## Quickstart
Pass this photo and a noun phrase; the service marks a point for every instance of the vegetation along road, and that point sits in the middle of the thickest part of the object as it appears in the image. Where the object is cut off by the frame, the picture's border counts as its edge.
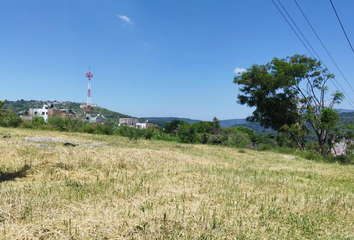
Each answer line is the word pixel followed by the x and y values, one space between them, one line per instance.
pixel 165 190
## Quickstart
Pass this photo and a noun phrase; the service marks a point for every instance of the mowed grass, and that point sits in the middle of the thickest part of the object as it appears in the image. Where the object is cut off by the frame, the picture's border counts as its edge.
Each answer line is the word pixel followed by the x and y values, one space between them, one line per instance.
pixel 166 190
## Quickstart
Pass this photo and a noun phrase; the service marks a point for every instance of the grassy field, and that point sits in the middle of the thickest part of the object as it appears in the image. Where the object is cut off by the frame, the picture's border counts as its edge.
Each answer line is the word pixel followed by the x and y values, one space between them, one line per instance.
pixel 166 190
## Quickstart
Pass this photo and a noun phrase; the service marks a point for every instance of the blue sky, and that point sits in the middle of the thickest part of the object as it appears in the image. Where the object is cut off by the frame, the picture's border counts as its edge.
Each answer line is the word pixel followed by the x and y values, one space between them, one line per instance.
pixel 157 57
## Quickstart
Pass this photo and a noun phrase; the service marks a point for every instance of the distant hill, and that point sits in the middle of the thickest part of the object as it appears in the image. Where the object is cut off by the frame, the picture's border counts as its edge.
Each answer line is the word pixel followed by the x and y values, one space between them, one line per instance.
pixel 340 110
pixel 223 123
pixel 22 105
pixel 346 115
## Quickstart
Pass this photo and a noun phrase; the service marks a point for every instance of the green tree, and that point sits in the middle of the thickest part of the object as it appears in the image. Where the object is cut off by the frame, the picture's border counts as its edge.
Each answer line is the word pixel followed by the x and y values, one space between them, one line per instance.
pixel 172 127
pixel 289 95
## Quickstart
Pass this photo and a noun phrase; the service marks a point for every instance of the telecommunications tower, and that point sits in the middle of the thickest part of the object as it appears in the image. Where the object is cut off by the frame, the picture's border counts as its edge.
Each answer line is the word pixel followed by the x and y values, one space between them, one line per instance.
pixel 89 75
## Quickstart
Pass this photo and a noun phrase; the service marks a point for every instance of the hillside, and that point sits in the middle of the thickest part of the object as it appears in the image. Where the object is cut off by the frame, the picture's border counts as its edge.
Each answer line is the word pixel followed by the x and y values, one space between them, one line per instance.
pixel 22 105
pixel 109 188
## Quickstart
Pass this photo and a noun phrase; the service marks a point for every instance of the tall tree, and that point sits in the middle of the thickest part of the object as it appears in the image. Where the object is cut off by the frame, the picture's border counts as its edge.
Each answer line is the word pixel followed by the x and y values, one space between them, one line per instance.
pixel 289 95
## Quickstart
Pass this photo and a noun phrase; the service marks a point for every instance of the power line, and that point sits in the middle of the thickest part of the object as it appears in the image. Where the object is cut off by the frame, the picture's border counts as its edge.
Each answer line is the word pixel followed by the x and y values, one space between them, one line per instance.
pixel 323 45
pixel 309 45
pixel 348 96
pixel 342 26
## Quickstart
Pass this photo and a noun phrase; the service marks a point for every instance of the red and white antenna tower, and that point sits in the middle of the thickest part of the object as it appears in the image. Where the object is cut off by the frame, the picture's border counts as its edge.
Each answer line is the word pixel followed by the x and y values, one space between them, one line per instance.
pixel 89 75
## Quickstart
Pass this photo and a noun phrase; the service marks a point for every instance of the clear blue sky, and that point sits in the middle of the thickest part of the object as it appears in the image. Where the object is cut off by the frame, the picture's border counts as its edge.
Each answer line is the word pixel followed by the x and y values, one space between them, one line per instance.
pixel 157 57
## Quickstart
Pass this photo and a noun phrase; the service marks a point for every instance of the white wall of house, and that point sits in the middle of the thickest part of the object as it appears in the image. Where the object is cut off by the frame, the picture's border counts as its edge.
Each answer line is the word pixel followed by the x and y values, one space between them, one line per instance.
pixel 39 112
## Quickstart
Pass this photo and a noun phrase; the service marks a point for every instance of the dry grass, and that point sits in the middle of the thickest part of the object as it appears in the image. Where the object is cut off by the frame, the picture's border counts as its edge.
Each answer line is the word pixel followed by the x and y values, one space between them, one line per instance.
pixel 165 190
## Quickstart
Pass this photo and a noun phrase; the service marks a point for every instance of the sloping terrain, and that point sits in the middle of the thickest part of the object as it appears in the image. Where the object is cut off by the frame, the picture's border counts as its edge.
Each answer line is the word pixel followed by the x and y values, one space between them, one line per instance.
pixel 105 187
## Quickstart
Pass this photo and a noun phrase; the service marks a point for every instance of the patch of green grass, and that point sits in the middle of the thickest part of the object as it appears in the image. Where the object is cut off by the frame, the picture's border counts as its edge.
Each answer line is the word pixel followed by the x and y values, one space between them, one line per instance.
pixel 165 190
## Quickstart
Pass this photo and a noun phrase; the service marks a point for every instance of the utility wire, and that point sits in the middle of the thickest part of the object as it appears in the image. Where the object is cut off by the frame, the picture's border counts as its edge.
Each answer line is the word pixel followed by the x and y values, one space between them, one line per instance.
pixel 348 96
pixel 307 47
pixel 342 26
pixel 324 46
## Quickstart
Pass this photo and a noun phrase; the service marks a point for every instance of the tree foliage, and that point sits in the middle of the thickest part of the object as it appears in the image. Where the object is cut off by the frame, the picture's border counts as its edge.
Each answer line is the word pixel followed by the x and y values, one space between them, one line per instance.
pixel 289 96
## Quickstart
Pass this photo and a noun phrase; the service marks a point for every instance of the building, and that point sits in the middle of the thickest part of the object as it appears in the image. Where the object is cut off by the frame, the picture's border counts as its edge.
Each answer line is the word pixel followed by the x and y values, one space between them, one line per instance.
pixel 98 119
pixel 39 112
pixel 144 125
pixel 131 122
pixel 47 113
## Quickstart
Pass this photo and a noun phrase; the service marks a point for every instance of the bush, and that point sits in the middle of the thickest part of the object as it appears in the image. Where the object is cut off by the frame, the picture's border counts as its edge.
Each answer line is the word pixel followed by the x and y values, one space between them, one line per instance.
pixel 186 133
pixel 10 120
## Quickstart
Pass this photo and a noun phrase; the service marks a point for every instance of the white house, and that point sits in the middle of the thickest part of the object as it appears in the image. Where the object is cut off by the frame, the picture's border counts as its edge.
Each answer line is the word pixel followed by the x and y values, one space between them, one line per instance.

Your task
Each line carrying the string "green" should be copied out from the entries.

Result for this exercise
Pass this photo and a noun phrase; the service marks a point for every instance of the green tree, and that point sits in the middle of the thickest part of the object as it appears in the image. Where the object is cut off by the frame, the picture's border counts as its edge.
Pass this photo and a noun phrase; the service marks a point for every instance of the patch of green grass, and that point sits in the middle of the thickest part of the object as it appears in the image. Where the object is cut off by the frame, the picture's border counts as its edge.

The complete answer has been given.